[Region pointing data]
■ ■ ■ ■ ■ ■ ■

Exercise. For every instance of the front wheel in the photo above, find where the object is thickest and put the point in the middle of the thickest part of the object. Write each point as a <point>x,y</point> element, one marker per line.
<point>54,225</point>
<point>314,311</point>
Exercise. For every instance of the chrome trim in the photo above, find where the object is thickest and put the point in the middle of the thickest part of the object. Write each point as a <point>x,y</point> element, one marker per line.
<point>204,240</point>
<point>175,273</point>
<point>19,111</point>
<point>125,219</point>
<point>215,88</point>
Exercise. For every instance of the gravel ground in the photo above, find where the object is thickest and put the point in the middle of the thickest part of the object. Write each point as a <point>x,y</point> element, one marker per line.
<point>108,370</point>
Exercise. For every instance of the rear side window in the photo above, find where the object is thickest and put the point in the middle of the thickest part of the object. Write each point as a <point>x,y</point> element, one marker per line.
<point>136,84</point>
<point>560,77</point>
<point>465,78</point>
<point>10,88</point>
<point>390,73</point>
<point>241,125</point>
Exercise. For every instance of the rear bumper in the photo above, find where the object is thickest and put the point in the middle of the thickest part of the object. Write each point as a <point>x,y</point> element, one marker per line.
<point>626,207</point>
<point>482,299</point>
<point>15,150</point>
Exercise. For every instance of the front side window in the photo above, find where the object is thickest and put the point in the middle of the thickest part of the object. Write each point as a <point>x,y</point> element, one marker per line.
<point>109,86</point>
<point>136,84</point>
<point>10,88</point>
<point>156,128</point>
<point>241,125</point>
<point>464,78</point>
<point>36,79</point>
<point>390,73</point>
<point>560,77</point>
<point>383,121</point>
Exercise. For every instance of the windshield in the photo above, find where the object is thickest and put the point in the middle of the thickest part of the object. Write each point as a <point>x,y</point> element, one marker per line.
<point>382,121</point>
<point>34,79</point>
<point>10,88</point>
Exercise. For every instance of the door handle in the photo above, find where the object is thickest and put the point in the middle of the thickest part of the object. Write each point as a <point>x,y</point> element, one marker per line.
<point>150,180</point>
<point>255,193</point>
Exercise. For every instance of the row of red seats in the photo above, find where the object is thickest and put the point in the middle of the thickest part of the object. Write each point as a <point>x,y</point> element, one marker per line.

■ ■ ■ ■ ■ ■ ■

For this exercise, copy word for word the line that contains "Exercise. For every instance of the rear side" and every line after it, ending with the last line of the entries above.

__SOLUTION TO THIS PROBLEM__.
Exercise. For every instance of the rear side window in the photo above, find where the object is thickest and put the point in the middle of the thickest part of the object. Write each point as a <point>x,y</point> element, one marker per line.
<point>136,84</point>
<point>560,77</point>
<point>465,78</point>
<point>10,88</point>
<point>390,73</point>
<point>241,125</point>
Exercise. For every instance of the rear bumper in the photo above, find where the object is thickest and put the point in the middle of the thickest part of the object. Write each point as a <point>x,y</point> element, one marker per line.
<point>626,207</point>
<point>482,299</point>
<point>15,150</point>
Exercise. For every instance of the front side window in the photo above, find where the object is thickest and put the point in the middle of the thickest part of the object. Write each point as a <point>x,y</point> element, one marker per line.
<point>109,86</point>
<point>136,84</point>
<point>10,88</point>
<point>156,128</point>
<point>241,125</point>
<point>464,78</point>
<point>36,79</point>
<point>390,73</point>
<point>560,77</point>
<point>383,121</point>
Exercise. For every instance of the windshield in the photo above, find where the object is thickest and put the point in the middle of the thickest part of the object. Write each point as a <point>x,y</point> element, one marker per line.
<point>382,121</point>
<point>34,79</point>
<point>10,88</point>
Exercise. For every instance of the door handle in the photo above, find where the object is thickest and put the point in the middle of the thickest part of the object. Write each point as a <point>x,y</point> element, one marker per line.
<point>150,180</point>
<point>255,193</point>
Exercise. For every instance of the row of red seats in the photo above, find where the object is thickest and put the point in the middle of the thickest part of the object. Write each point as a <point>x,y</point> element, one marker per line.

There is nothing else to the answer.